::: Recorded information :::

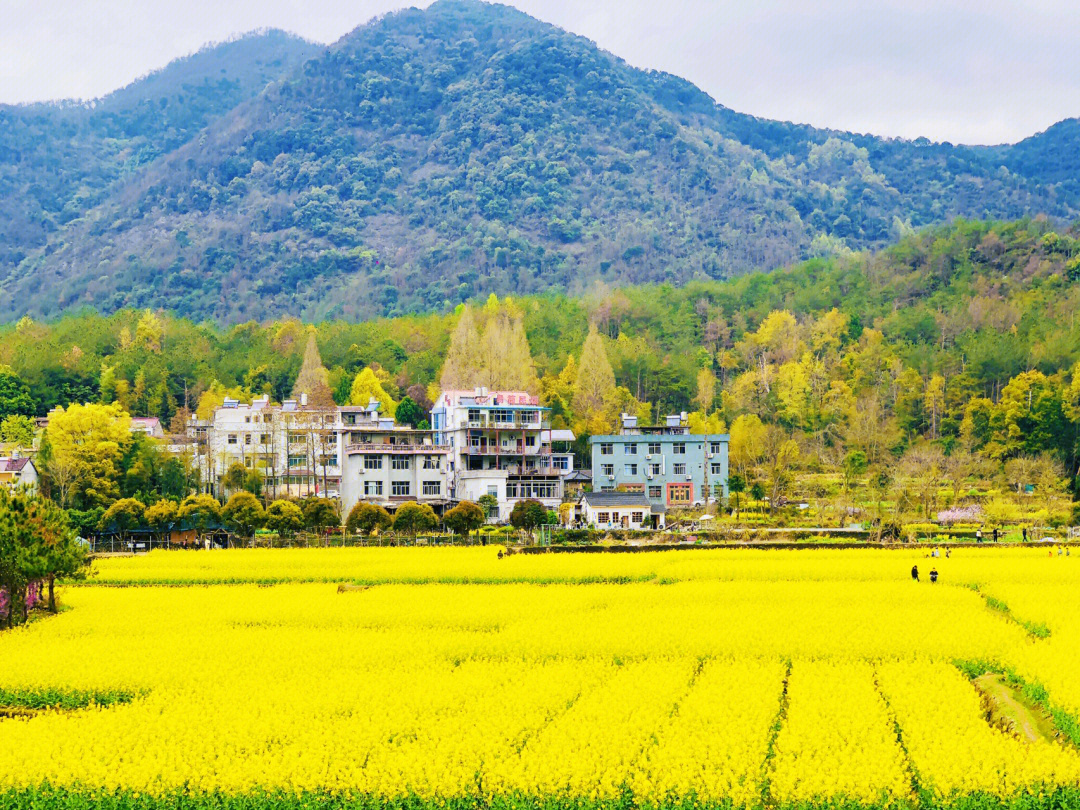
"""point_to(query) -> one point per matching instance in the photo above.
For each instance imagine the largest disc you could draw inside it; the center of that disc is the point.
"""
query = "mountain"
(435, 156)
(57, 160)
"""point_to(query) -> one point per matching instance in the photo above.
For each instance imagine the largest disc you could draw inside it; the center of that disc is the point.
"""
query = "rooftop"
(617, 499)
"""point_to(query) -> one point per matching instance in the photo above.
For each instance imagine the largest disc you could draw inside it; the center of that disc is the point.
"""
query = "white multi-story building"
(295, 447)
(499, 444)
(389, 464)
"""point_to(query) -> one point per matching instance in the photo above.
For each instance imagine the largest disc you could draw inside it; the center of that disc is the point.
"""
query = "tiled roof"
(617, 499)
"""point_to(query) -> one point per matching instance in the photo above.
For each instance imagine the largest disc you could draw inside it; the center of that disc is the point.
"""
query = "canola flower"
(577, 678)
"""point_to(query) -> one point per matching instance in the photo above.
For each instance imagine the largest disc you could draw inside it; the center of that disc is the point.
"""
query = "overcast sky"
(975, 71)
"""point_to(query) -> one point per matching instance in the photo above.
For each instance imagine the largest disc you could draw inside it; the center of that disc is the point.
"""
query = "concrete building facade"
(500, 445)
(672, 467)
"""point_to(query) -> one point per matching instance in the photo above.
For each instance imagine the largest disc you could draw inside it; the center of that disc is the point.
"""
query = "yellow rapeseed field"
(756, 678)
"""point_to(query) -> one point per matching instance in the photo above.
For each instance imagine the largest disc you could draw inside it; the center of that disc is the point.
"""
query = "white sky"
(962, 70)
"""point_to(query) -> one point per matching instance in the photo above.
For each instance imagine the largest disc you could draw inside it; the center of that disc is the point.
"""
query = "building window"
(678, 494)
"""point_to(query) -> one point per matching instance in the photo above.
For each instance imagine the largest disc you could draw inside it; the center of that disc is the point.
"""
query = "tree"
(17, 430)
(243, 513)
(284, 517)
(462, 365)
(201, 511)
(528, 514)
(737, 485)
(490, 505)
(86, 443)
(464, 518)
(161, 515)
(123, 515)
(319, 513)
(367, 517)
(234, 476)
(367, 387)
(408, 413)
(595, 383)
(413, 518)
(15, 396)
(313, 378)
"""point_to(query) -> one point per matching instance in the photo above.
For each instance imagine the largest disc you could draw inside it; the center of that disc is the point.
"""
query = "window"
(678, 494)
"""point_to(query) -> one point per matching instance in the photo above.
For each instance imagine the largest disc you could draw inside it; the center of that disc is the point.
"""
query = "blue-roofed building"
(669, 464)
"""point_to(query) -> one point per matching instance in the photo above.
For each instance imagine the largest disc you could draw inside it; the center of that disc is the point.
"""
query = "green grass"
(63, 699)
(49, 798)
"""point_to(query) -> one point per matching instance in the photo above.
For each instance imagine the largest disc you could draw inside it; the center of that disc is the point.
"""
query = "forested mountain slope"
(435, 156)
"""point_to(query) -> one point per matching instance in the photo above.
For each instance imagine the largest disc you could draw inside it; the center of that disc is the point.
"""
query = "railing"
(353, 449)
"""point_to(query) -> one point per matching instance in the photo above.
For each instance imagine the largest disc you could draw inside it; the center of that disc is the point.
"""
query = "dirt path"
(1010, 710)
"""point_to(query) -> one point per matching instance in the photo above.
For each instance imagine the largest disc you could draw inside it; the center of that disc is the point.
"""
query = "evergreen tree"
(313, 378)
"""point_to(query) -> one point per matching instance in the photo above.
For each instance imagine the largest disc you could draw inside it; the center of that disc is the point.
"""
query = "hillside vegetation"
(432, 157)
(955, 352)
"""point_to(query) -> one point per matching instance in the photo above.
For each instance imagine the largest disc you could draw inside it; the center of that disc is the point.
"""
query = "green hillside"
(435, 156)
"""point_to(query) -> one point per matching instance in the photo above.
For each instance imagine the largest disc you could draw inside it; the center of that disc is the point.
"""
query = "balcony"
(396, 449)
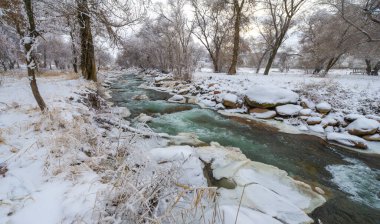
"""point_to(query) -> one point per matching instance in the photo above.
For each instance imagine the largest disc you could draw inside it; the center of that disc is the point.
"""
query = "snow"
(323, 106)
(230, 97)
(347, 139)
(363, 126)
(176, 98)
(271, 95)
(288, 110)
(265, 115)
(52, 179)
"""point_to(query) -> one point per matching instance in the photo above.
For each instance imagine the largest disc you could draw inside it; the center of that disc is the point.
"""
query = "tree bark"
(272, 56)
(376, 69)
(87, 64)
(368, 66)
(235, 53)
(73, 47)
(30, 59)
(331, 64)
(261, 61)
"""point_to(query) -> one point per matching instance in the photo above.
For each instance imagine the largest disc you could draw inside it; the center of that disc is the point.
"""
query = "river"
(351, 180)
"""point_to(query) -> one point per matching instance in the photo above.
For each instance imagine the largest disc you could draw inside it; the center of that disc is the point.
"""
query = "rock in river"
(230, 100)
(323, 107)
(288, 110)
(348, 140)
(363, 126)
(270, 97)
(262, 113)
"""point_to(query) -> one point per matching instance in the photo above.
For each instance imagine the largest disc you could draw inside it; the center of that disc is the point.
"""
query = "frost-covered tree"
(275, 26)
(19, 16)
(213, 28)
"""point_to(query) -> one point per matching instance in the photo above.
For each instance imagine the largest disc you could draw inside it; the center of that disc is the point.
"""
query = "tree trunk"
(272, 56)
(331, 64)
(376, 69)
(261, 61)
(45, 57)
(87, 64)
(4, 66)
(368, 67)
(28, 42)
(73, 47)
(235, 53)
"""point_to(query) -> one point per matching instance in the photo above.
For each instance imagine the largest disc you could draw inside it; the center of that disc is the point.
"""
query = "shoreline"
(272, 123)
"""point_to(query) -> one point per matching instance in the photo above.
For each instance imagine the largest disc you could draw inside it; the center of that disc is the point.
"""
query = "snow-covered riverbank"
(341, 108)
(82, 162)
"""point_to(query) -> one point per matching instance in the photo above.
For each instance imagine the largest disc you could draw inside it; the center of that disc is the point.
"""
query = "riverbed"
(351, 180)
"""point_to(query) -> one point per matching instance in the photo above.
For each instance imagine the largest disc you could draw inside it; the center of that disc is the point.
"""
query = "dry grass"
(69, 75)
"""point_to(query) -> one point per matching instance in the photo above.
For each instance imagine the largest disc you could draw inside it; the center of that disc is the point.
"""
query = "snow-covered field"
(77, 164)
(336, 103)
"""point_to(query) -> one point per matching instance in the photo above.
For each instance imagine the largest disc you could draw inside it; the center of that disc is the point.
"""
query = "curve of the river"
(351, 180)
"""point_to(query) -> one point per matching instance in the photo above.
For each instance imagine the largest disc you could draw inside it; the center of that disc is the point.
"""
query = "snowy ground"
(75, 164)
(346, 93)
(344, 97)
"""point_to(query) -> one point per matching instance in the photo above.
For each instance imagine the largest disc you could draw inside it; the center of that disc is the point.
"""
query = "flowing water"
(351, 180)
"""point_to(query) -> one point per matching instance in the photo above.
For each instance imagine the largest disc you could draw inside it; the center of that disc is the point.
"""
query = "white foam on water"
(358, 180)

:::

What the task asks:
Locate each line in the records that contains the string "tree" and copy those lines out. The match is case-sensitive.

Written response:
query = "tree"
query = "evergreen tree"
query = "tree bark"
query = "frost-covered tree"
query = "tree trunk"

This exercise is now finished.